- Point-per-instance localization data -
--*--

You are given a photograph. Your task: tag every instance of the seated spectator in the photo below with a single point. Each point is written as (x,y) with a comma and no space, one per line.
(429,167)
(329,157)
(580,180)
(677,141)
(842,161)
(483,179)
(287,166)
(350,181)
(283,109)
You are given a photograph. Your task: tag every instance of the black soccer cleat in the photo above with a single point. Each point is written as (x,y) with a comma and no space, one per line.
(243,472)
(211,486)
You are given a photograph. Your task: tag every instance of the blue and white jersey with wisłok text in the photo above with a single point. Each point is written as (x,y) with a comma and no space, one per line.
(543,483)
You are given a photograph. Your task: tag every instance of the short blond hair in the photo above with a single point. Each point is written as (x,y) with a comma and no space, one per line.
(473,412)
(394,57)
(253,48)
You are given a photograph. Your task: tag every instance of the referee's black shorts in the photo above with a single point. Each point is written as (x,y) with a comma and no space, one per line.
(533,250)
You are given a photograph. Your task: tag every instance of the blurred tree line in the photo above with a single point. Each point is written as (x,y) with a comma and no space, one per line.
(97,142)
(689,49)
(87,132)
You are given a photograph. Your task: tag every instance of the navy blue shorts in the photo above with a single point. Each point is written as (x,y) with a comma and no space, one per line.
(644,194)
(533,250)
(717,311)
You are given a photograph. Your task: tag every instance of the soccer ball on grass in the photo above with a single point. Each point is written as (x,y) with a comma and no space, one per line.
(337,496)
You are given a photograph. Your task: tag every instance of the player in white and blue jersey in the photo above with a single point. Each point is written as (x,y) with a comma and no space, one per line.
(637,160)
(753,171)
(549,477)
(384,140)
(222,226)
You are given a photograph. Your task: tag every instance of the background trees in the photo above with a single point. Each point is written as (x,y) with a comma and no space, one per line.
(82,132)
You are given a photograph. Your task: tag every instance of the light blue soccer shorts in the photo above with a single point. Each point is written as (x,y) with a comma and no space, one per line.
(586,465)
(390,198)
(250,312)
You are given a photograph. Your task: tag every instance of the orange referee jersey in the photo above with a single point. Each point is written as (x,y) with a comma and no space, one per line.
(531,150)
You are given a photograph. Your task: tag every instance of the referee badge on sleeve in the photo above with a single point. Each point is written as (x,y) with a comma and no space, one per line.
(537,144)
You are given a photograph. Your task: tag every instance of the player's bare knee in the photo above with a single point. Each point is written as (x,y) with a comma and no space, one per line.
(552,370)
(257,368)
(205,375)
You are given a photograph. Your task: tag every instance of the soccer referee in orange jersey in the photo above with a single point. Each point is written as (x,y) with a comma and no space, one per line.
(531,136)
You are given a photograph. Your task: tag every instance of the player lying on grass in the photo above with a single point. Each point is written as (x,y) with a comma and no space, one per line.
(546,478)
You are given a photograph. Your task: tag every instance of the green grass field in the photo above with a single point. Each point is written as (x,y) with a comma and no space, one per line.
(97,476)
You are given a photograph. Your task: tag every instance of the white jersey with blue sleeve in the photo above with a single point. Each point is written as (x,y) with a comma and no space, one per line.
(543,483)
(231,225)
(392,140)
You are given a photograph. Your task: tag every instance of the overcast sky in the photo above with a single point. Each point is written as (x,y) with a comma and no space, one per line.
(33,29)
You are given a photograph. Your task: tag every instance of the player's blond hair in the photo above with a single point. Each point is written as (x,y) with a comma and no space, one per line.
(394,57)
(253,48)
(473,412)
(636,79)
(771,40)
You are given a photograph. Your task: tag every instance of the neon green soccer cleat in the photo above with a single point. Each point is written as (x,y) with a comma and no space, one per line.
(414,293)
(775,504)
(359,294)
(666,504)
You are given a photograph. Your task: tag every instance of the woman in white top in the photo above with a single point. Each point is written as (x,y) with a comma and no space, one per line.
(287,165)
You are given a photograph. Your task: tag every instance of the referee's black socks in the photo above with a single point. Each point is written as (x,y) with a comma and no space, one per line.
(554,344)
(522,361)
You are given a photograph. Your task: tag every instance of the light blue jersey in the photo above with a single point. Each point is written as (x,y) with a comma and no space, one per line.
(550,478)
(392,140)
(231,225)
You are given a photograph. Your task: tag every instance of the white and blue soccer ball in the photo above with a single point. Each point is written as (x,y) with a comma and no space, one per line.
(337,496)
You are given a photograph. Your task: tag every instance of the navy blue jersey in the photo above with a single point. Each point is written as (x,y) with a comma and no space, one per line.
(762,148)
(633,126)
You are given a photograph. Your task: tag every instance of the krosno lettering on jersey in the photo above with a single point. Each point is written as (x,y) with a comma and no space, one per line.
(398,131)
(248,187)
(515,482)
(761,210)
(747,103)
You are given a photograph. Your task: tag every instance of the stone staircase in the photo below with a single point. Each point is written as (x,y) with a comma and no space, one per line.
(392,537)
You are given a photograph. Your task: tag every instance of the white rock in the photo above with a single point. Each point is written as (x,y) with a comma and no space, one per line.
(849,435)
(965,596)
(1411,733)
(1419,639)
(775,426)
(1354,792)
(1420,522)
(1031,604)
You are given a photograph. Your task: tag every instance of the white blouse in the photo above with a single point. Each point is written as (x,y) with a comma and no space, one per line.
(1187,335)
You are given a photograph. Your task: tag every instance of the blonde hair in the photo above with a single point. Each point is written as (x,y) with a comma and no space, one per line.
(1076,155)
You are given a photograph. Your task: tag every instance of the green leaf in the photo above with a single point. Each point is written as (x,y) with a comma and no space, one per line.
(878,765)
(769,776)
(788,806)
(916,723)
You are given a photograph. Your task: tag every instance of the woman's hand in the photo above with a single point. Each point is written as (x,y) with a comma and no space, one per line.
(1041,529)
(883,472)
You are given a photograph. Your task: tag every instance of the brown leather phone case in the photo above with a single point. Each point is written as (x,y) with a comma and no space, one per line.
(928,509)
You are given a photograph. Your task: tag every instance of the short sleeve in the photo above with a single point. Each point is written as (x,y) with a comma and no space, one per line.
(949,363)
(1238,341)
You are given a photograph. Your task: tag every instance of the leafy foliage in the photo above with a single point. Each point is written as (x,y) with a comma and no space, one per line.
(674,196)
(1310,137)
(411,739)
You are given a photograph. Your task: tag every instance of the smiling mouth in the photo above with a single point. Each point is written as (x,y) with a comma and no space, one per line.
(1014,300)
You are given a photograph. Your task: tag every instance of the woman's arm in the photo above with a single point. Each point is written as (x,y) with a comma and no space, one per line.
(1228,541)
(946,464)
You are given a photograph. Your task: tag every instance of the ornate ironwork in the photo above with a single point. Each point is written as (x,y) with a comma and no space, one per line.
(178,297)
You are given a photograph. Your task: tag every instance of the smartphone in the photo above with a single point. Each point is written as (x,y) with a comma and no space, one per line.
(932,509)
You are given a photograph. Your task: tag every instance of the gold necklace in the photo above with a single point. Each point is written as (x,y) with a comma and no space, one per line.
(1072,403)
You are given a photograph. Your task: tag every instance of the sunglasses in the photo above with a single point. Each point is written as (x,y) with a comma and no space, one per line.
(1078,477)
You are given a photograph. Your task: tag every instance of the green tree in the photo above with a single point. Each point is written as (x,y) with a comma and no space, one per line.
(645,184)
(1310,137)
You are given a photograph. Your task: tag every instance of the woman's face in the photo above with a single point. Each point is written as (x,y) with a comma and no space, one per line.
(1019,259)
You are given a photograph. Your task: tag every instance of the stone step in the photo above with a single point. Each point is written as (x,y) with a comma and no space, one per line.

--*--

- Problem statement -
Go through the entries above and restate each one exactly.

- Output for this exercise -
You are given a photograph. Your task: tag every instance of the seated spectator in the photo below with a single point. Each point is written as (x,y) with a comma and no space, one per line.
(429,167)
(329,157)
(580,180)
(677,141)
(842,161)
(483,179)
(287,166)
(350,181)
(283,109)
You are given a photograph. Your task: tag every instance of the black soccer cleat in the photo above with a single point. Each point is written as (x,y) with a comma and no space, one per line.
(243,472)
(211,486)
You are given a photograph. Your task: tag every instance of the blue and white jersey with wisłok text in the photo above with a single point. Each point is written as (x,y) with a comma and no space, one per line.
(543,483)
You are given a photograph. Your task: tag every instance of the short blond hair in the photo above with a single point. Each point is written as (x,y) with a comma and no space, one per line.
(473,412)
(394,57)
(253,48)
You are given a photograph. Your task: tag every instance of the referee's black shorts in the photo above with a single point. Each point is written as (x,y) with a comma and no space, one per line.
(533,250)
You are given a photograph. Your task: tag every instance of the blurred tree line in the photo above with a single point. Each point is written as (x,y) with a comma and no space, one per line.
(97,142)
(689,49)
(87,132)
You are given a photograph. Your task: tag every instance of the navy blue shorts in the photo above with a single point. Each point is written as (x,y) with a comma and no space, one per line.
(644,194)
(533,250)
(717,311)
You are given a photograph. Your task: tag every instance of the soccer ball on grass in the photo above with a single point. Each point is written as (x,y) with a comma and no space, one per line.
(337,496)
You are given a photograph. Your task: tag every instance of the player in white and blue jersey in the photo above with a single point. Each point is written as (x,y) with a comma and no space, one per line.
(637,160)
(753,171)
(549,477)
(384,140)
(222,226)
You are given a photograph. Your task: tag every instance of the background trees in the photo above with a single point. Each point is written as (x,y) with a comma and no space, one per line.
(82,132)
You are given a photograph. Your task: tag every instance of the light blue soccer shorts in the photo above with a single point. Each point is written as (x,y) with a comma and no space, one per line.
(586,465)
(390,198)
(250,312)
You are given a photograph. Your task: tag every instance of the orange referee jersey in the photo above with a single point. Each point is written as (x,y) with a comma and no space, one per line.
(531,150)
You are given a photograph. Your task: tag every instance of the referee badge on sleeve in the photo above with a single point. Each point is written as (x,y) with a comma and no space, one per line.
(537,144)
You are given a photograph. Your task: tag every instance of the player's bare knee in the photo above with a single point. Each point is written as (x,y) with a comma and no space, one per line.
(552,370)
(257,368)
(205,375)
You are given a photograph. Your task: tag every instance of the soccer referee in orange jersey in the photo above with a single point. Each point is written as (x,y) with a comma and no space, one per line.
(531,136)
You are given a photograph. Your task: tag every instance of the player lying on grass in the photo above with a single point. Each point is written as (x,y) with a comma and no space, one per line.
(546,478)
You are given a photograph. Your task: tag every instance of the green grass field in the photo above with a single point. Each point is written as (x,y) with a comma and no space, one per line.
(97,476)
You are given a photograph. Your task: tag every instance of the white jersey with blue sleeve in the photo above with a single point. Each point is written as (x,y) with a comma and no space, one per line.
(543,483)
(231,225)
(392,140)
You are given a photograph. Your task: tag every instance of the overcast sky in the photo above with a single point. Each point is written as (x,y) with a comma and no space, one per line.
(33,29)
You are given a photograph. Your task: tag every instance of the player's blond hair in the photo above with a single point. Each point is written as (x,y) with a comma and no space, one per line.
(394,57)
(253,48)
(473,412)
(636,79)
(771,40)
You are given a photograph. Your task: tag every instance of the neon green soccer cleat in the photo above with a single point. Each point is written as (x,y) with a comma and no space, one per line.
(414,293)
(775,504)
(359,294)
(666,504)
You are given a photograph. Your task: tag every instance of the woman in white top in the photo above with a single point. Each point is written as (x,y) with a comma and no space, one per line.
(287,165)
You are given a photograph. Your task: tag every instance of the referee's black socks in the photo above with a single point. Each point is written as (x,y) with a comma and no space, one per line.
(554,344)
(522,361)
You are given a photograph. Your task: tag every instance of the light blue jersey in the photo above with a single point. Each point is written as (x,y) with a comma and no space, one per line.
(550,478)
(392,140)
(231,225)
You are given a photograph. Your task: tag every instance of the white and blue soccer ball in the photo above with a single point. Each point is written as (x,y) with a comma and no space, one per line.
(337,496)
You are given a photograph. Your task: tag every instance of the navy blue jersey in the photo above with a single point. Each point is written as (x,y) with a comma and no space, one per line.
(762,148)
(633,126)
You are given a photograph. Your task: tag every instance of the krosno lettering on jersey in the photo above with a single point. Each point is written as (x,y) with a comma and no space, one per line.
(398,131)
(248,187)
(515,482)
(761,210)
(747,103)
You are given a photograph. Your task: tag every instance of the stone staircase in the photo below with a single point. Each point is written as (x,y) with a comma and no space, one per line.
(392,537)
You are given a photograph. Your task: tag every instance of the white rock in the photo above with a single point. Each point is written as (x,y) with a comma and no space, one per line.
(849,435)
(965,596)
(1411,733)
(1419,639)
(775,426)
(1354,792)
(1420,522)
(1031,604)
You are given a photograph. Your task: tag every instance of the white blouse in the photo above with a single point. Each point is written as (x,y) with a comma and no space, one per line.
(1187,335)
You are given a photograph. Your task: tag every instance of the blonde hair in the photo above with a single point. Each point is written as (x,y) with a comma and no space, one per line.
(1076,155)
You are given a photograph. Your task: tag every instance of the green leaf in the photo above with a single point. Each point is written as (x,y) with a comma and no space, one per line.
(878,765)
(769,776)
(788,806)
(916,723)
You are given a photograph. Your task: tag every instance of the woman's hand in the photo above with a single point. Each point is written as (x,y) with a comma and no space, one per line.
(1041,529)
(883,472)
You are given a photograph. Your task: tag every instance of the brown leather phone case in the photo above with a single point. Each point is written as (x,y) with a comma and no space, one per line.
(928,509)
You are given a photograph. Your task: tag every instance of the short sleeve in the photo above with a single point. Each point is written as (x,y) with a comma and no space, one per line.
(949,363)
(1238,341)
You are given a photograph. Your task: tag every instance of the leafy foliage in the photo above with a single point. Each point is written as (x,y) with a comma and no space, one per line.
(674,196)
(1310,137)
(411,739)
You are given a photograph. Your task: tag every instance of the smiling mouth in the photo above with a single point. Each point is written as (x,y) with a comma and no space, one per line.
(1014,300)
You are given a photograph. Your task: tag every instance of the woman's arm in the photo above with a single point. Each point is written as (x,y) with a comma and no space, one per line.
(1228,541)
(946,464)
You are given a photograph. Your task: tag every instance of the ornate ironwork in the photo above with a single point. Each point is written as (x,y) with a comma and no space, one per line.
(178,297)
You are given a photograph. Your task: tag every instance of the smartphone in the photo above with a single point. Each point is written as (x,y) with a comma and no space, one per line.
(932,509)
You are given a photograph. Your task: tag every instance of the gold necklace in the photo above with a single point. Each point is written as (x,y) with a comma and no space, one per line.
(1072,403)
You are given a photograph. Your task: tag every instance of the sunglasses in the photo above with a single point. Each point is written as (x,y) with a comma and no space, one per line.
(1078,477)
You are given a photograph. Your task: tag every instance of the green tree in the photo above with a single point. Each point is written as (x,y) with a comma and no space, one per line.
(645,184)
(1310,137)
You are given a photograph. Your task: tag every instance of the woman's face in the photo above with a single point. Each point is written as (x,y) with a comma and no space, one per line.
(1019,259)
You are given a photograph. Your task: tag every instance of the stone step in the photo above with a single point. Each point is written as (x,y) with a comma and no space, one per line.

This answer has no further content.